I always said I would never try to sell cakes, but I could use the extra cash and it is a marketable skill. I won't do weddings though -- I have neither the equipment nor the patience and confidence to take on such a monumental project.

Thursday, October 4, 2007

No kickbacks from Kraft -- I swear

Food Find: Philadelphia Cracker Spreads
On a late-September shopping trip at the new -- and only -- Wal-mart in my county, I found Kraft's new Philadelphia Cracker Spreads. I chose Parmesan with Garlic & Herb. You see and taste real slivers of Parmesan in the soft cream cheese spread that's dotted with bits of herbs. Cracker Spreads are also available in Asiago and Parmesan, Feta & Spinach, Pepperjack & Jalapeno, and White Cheddar & Red Pepper. Suggested retail price is $2.49. They're good for snacking right from the tub but consider packing a few in a (refrigerated) lunch and definitely look for them at the holidays to easily upscale your hors d'oeuvres offerings at get-togethers.

Apple-sausage pancakes

Apples and sausage, to my mind, are autumn foods. So I was confused when I saw them in a Father's Day breakfast recipe for pancakes this summer. Despite the seasonal incongruity, I made them. My husband says he loves them and, because I reminded him of them when I asked his opinion just now, he's after me to make them again soon. He said they are filling and good on a cold day.

* Task instructions *
a - In the food writing passage, why does the writer refuse to make wedding cakes?
b - From the food writing passage, reproduce the part that opens with the words containing "Apple-sausage pancakes" and closes with "a cold day.".
c - Resume the food writing passage about cakes, cracker spreads and apple-sausage pancakes, picking up after its final sentence.

* Data excerpt *
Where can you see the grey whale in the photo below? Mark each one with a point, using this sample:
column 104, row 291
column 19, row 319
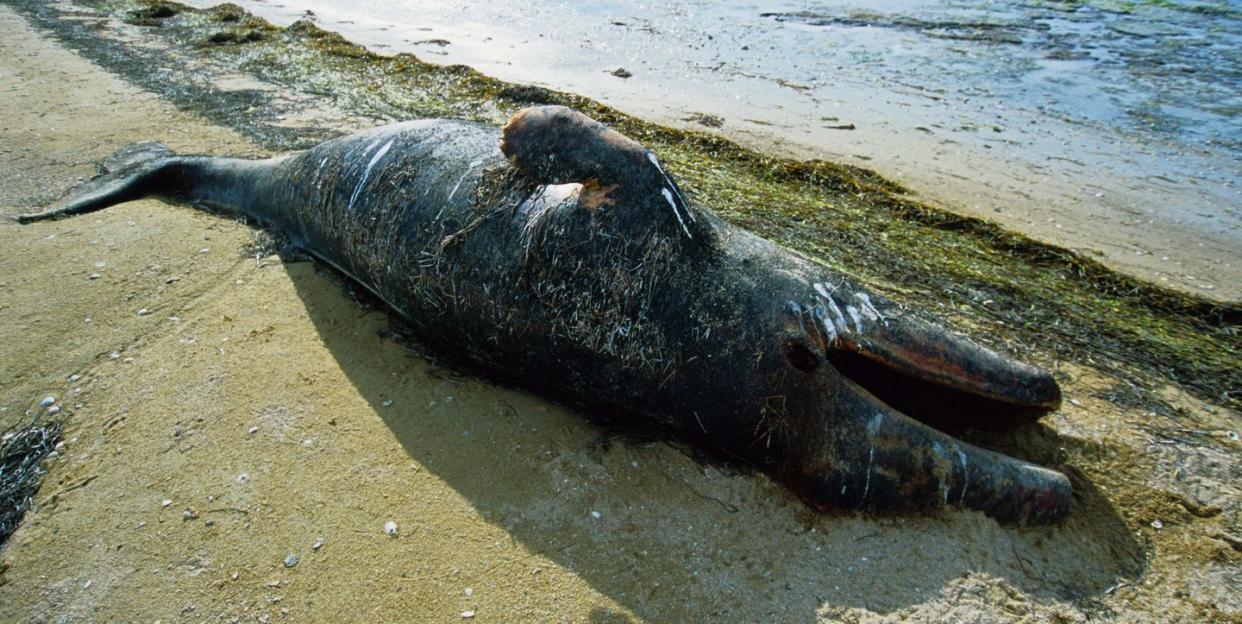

* Answers in order *
a - The writer won't take on wedding cakes because they are a monumental project, and the writer lacks the equipment as well as the patience and confidence to handle one.

b -
Apple-sausage pancakes

Apples and sausage, to my mind, are autumn foods. So I was confused when I saw them in a Father's Day breakfast recipe for pancakes this summer. Despite the seasonal incongruity, I made them. My husband says he loves them and, because I reminded him of them when I asked his opinion just now, he's after me to make them again soon. He said they are filling and good on a cold day.

c -
Add maple syrup and finish the trifecta of fall flavors!

2 medium sweet Italian turkey sausages (precooked), each cut into chunks
1 apple, peeled and cored
1 1/4 cups all-purpose or white whole-wheat flour
1 tablespoon sugar
2 teaspoons baking powder
1/4 teaspoons salt
1 cup milk
1 egg
2 tablespoons canola or vegetable oil
cooking spray

Place a heat-proof plate or platter in the oven. Preheat oven to 200 degrees F.

Place the sausages and apple in a food processor and pulse until coarsely ground. Transfer to a large nonstick skillet over medium-high heat. Saute until the sausage is lightly browned, about 5 minutes. Remove the pan from the heat and set aside.

In a medium bowl, mix together the flour, sugar, baking powder and salt. Set aside.

In another medium bowl or glass measuring cup, whisk together the milk, egg and oil. Add the milk mixture to the dry ingredients and mix until just combined. The batter should be mostly smooth.

Add the sausage and apple mixture to the batter and mix until evenly distributed through the batter.

Rinse and dry the skillet, then lightly coat it with cooking spray. Return the skillet to the burner over medium heat. When the skillet is hot (a drop of water should immediately sizzle away), spoon about 1/4 cup of batter into the skillet for each pancake. Make 2 or 3 pancakes at a time.

When the edges of the pancakes show bubbles, use a spatula to flip and cook another 1 to 2 minutes, or until lightly browned on both sides. Transfer the finished pancakes to the platter in the oven and repeat with remaining ingredients. Add a light coat of cooking spray to the pan between batches.

Serve pancakes with warm maple syrup.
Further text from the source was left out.